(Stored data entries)
--*--

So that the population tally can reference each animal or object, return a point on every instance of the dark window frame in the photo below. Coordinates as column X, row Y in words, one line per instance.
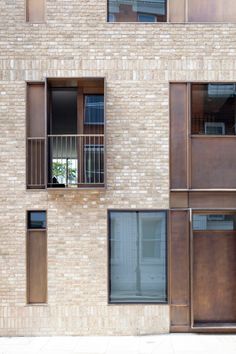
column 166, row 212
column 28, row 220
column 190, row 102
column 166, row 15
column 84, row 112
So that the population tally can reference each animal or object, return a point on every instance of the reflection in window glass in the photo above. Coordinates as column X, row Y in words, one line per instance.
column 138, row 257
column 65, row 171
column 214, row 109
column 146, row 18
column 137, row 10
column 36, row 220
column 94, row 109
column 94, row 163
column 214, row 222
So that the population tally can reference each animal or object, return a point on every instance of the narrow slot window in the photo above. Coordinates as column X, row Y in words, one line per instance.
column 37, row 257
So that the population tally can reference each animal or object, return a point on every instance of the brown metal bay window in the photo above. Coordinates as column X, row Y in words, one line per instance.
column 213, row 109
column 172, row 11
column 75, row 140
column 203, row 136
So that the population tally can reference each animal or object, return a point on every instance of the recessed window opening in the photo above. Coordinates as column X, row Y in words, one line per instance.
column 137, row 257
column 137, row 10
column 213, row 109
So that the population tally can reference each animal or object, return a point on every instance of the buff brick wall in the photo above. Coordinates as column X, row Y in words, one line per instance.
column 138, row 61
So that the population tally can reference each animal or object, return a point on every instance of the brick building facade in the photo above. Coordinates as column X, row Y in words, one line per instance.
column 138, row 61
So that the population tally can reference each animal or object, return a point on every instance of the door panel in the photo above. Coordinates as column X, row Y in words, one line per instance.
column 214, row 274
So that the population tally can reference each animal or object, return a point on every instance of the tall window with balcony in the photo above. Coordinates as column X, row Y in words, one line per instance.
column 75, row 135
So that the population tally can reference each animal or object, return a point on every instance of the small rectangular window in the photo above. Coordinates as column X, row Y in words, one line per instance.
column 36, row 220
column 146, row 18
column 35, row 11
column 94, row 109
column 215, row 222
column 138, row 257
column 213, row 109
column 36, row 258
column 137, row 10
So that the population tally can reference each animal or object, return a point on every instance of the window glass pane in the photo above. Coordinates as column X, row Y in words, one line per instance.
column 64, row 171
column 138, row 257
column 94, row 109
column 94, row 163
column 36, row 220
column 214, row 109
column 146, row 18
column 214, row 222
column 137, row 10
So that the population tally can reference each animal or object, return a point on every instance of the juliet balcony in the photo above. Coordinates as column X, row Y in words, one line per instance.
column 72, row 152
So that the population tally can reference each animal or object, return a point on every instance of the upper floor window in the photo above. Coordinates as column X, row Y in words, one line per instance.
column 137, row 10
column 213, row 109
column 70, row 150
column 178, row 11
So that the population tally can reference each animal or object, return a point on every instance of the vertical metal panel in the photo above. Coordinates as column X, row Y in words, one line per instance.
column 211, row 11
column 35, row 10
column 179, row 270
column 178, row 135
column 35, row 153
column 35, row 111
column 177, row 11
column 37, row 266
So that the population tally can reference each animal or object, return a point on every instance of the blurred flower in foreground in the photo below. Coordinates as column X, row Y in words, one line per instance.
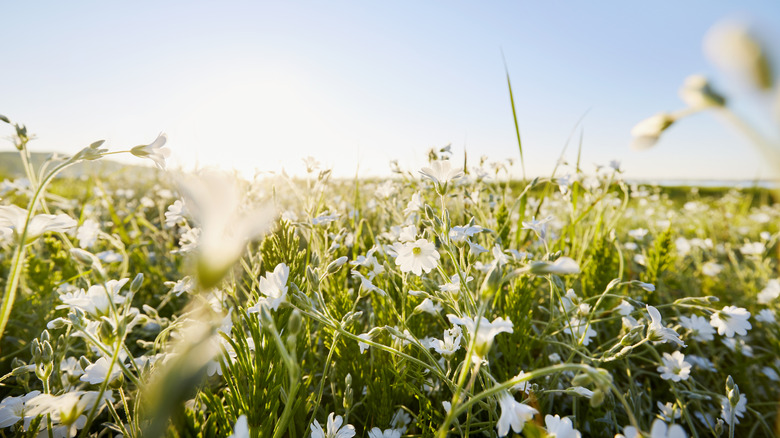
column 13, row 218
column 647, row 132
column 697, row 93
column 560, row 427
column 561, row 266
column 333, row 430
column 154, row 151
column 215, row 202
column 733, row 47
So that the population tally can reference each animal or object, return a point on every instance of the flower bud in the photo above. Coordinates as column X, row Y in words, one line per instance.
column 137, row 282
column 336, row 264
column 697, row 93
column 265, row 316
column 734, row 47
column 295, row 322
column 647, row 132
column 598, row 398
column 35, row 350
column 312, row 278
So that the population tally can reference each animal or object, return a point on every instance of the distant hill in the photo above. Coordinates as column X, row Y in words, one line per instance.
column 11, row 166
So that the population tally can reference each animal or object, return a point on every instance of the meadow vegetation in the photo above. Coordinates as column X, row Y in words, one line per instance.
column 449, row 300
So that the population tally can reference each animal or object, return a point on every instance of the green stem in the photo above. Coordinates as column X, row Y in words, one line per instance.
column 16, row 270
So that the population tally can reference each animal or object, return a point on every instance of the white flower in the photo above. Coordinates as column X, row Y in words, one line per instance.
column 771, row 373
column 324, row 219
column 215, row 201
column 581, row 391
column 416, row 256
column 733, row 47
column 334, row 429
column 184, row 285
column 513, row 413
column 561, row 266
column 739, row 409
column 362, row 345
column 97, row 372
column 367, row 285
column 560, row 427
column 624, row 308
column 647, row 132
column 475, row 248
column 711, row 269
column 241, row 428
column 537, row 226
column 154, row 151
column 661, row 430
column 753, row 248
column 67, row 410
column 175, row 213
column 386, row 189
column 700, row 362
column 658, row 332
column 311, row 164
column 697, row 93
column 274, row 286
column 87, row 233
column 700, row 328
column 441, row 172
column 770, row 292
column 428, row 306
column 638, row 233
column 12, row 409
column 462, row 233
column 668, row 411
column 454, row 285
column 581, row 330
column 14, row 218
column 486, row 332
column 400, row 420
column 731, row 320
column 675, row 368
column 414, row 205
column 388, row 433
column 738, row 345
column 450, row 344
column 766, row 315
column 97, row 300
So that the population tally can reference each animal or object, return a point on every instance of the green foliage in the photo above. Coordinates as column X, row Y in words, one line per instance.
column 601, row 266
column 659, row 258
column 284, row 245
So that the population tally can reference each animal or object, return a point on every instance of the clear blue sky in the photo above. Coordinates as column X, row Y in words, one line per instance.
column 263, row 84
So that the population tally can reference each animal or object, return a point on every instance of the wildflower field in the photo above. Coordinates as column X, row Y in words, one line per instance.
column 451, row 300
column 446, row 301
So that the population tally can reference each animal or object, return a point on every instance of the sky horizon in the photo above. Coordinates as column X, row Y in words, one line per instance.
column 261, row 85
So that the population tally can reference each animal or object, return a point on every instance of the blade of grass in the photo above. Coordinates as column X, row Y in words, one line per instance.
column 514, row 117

--*--

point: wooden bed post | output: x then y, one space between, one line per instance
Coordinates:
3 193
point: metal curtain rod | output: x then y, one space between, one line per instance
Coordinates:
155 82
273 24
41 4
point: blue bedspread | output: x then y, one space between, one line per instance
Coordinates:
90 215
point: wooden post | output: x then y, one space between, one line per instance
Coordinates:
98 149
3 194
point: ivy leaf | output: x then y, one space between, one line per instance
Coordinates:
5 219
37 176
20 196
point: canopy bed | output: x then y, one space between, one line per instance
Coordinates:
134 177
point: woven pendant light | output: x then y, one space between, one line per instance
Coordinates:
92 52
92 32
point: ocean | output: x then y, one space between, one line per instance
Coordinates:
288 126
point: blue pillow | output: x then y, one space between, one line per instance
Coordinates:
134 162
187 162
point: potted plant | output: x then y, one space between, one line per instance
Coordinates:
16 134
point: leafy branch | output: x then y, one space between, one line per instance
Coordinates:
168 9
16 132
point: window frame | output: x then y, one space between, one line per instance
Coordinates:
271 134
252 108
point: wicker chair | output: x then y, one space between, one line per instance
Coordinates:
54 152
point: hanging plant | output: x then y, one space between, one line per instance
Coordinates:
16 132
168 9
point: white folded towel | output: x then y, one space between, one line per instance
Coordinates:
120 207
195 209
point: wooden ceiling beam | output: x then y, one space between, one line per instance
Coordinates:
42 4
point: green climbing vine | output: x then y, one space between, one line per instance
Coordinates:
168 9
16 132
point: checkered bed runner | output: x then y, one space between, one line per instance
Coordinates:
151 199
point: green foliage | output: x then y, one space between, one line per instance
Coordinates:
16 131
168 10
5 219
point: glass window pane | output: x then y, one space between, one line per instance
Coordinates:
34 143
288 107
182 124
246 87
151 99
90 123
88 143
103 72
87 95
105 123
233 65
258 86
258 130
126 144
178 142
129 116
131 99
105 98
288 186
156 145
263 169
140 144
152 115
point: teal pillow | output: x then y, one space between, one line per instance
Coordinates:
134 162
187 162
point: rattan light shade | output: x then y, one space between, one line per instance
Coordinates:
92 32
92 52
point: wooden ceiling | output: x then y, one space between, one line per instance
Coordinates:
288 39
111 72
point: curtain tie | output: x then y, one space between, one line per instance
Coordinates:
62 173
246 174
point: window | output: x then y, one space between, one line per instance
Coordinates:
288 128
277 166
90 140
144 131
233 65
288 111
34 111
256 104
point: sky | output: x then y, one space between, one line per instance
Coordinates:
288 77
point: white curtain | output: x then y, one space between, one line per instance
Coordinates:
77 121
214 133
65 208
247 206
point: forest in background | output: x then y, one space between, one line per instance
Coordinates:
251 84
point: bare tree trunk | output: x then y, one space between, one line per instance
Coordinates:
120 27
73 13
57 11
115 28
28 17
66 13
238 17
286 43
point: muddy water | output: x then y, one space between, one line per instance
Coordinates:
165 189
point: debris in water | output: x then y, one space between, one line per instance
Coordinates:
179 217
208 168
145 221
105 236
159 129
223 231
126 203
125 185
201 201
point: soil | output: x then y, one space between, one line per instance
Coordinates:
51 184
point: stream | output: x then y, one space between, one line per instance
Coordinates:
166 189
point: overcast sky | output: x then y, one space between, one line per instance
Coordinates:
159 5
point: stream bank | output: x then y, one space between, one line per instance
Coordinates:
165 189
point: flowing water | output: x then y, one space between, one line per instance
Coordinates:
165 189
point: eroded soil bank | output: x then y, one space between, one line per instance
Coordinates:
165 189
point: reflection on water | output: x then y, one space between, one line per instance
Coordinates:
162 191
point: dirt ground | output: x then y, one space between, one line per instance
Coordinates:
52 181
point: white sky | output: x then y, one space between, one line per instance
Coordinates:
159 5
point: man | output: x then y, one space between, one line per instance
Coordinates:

--*--

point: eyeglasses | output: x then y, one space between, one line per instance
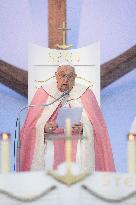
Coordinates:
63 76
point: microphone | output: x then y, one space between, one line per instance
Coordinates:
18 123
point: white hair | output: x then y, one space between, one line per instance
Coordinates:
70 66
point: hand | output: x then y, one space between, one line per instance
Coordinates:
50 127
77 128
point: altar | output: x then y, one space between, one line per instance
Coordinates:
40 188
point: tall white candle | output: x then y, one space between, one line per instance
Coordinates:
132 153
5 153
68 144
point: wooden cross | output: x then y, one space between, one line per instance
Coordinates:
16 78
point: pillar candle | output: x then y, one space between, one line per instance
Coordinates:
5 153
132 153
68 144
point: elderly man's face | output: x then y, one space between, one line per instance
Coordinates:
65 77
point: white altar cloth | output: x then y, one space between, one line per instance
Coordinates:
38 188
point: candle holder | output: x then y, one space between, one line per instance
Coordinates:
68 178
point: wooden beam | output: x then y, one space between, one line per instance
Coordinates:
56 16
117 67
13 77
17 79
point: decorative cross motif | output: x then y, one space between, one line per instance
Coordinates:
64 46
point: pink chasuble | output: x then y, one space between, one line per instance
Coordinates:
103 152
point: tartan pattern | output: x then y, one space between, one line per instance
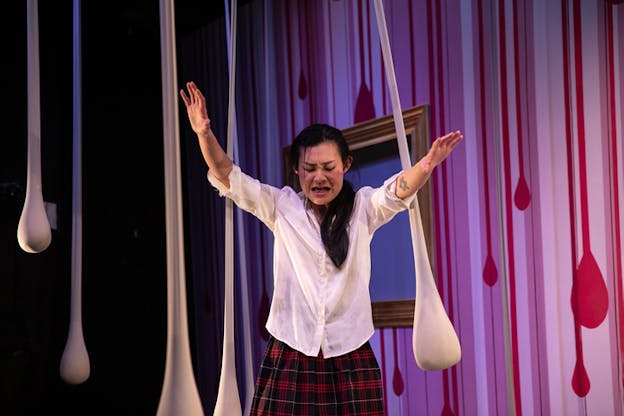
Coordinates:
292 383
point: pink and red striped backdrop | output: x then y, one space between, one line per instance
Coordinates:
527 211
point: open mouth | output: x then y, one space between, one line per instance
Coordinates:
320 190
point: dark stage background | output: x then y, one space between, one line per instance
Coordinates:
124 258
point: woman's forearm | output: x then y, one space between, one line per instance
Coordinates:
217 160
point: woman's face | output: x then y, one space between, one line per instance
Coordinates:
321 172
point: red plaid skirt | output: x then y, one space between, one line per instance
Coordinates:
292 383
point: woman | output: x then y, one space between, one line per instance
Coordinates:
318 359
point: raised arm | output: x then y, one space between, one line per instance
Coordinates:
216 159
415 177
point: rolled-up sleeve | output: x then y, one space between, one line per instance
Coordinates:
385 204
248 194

--*--

(WHAT YOU ARE ASKED TO DO):
Run a filter over the data above and keep each line that contains the word "bank".

(ANSWER BOX):
point: stream bank | output: x then y, one space between, one line per instance
point: eroded soil bank | output: x then y, one space between, one line per instance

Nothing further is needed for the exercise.